Directions for this task
Set out exactly, line by line, the stretch of data below that begins at the line containing "Target: patch on sleeve" and ends at the line containing "like x=193, y=0.", with both ends kept.

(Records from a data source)
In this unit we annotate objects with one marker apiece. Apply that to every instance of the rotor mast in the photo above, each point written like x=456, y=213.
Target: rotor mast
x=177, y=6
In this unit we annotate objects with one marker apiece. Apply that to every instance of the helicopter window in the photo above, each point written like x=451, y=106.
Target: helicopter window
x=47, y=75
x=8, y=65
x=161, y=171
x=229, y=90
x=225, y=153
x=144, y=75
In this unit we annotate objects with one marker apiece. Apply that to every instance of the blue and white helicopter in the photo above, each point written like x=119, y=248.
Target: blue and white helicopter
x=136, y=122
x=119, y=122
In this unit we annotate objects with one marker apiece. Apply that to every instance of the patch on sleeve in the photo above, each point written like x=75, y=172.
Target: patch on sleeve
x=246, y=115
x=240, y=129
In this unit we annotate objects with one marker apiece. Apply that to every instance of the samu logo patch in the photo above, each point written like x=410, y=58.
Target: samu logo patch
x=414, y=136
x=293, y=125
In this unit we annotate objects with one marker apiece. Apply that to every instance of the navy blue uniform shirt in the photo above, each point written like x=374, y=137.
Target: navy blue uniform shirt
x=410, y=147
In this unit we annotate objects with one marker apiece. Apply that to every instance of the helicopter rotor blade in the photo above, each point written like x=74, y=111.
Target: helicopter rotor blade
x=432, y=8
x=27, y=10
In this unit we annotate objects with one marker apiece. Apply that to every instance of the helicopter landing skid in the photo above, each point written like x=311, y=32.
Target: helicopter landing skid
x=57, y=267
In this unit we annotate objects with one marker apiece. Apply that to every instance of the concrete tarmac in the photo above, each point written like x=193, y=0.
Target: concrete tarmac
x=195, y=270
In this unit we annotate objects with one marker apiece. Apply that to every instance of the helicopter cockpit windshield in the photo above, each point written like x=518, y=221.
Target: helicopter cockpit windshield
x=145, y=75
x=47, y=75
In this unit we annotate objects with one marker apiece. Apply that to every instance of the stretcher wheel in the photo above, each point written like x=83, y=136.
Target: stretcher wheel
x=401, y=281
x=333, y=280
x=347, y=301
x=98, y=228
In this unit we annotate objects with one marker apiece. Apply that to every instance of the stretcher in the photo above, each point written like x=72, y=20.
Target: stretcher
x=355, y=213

Exercise output
Target: patch on sleeve
x=246, y=115
x=240, y=129
In this unit we annotate objects with one marker apiece. Apply that to every instance of the samu logo patch in the photo above, each point written like x=410, y=58.
Target: samu logo patch
x=414, y=136
x=293, y=125
In this unit we annotate objects with one marker apiece. Apply that to every instance of the navy blue uniform shirt in the photo above, each point written like x=374, y=137.
Target: navy blue uniform shirt
x=410, y=147
In this unit we annotate objects with one marker apiece. Apply that to every instance of the helicopter rotor blade in the photo above, each point written like x=74, y=111.
Target: helicopter rotor blade
x=432, y=8
x=27, y=10
In this unit we annotate objects with one marker apiece. Apply that to every instance of the helicopter landing skid in the photo above, each point written like x=311, y=32.
Target: helicopter landing skid
x=57, y=267
In this unit we annotate objects with one marker apiece. Apply that to every instance of the concrete tarmac in the photo above, each point written like x=193, y=0.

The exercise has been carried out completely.